┏━━
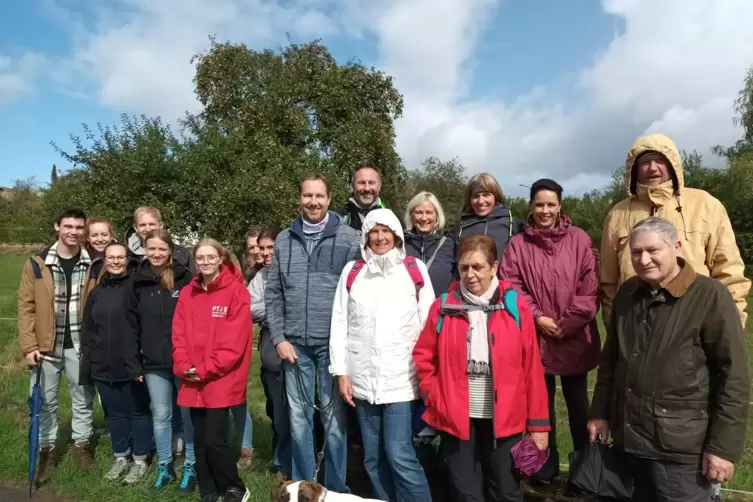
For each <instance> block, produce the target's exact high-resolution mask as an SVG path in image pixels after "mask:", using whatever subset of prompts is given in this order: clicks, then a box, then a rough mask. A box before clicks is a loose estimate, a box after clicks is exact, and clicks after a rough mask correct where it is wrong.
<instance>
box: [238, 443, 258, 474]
┗━━
┏━━
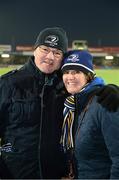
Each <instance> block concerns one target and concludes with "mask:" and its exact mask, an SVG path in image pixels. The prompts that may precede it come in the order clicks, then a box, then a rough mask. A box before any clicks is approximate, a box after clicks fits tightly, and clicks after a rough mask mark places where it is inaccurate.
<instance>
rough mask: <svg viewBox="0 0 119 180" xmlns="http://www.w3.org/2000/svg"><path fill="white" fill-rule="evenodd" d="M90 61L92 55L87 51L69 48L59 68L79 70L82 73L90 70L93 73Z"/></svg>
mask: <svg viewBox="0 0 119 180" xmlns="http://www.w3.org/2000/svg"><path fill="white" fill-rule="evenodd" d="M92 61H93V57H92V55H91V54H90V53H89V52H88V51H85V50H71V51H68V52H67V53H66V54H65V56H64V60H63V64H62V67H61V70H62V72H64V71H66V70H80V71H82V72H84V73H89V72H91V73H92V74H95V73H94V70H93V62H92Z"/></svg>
┗━━
> _EXERCISE DESCRIPTION_: Scan the records above. Return every line with "order" in it.

> _EXERCISE SOLUTION_:
For each <instance> block, produce the target's exact high-resolution mask as an SVG path in image pixels after "mask:", using whatever subset of prompts is given in this order: clicks, then a box, then a rough mask. A box before clicks is a loose estimate, a box after clicks is exact, and clicks after a rough mask correct where it is wrong.
Each <instance> block concerns one target and concludes with "mask:" and its exact mask, an SVG path in image pixels. The prompts that may precede it come in the order clicks, then a box, then a rough mask. A box before any clicks is approximate, a box after clicks fits tightly, and clicks after a rough mask mark places where it is inaccurate.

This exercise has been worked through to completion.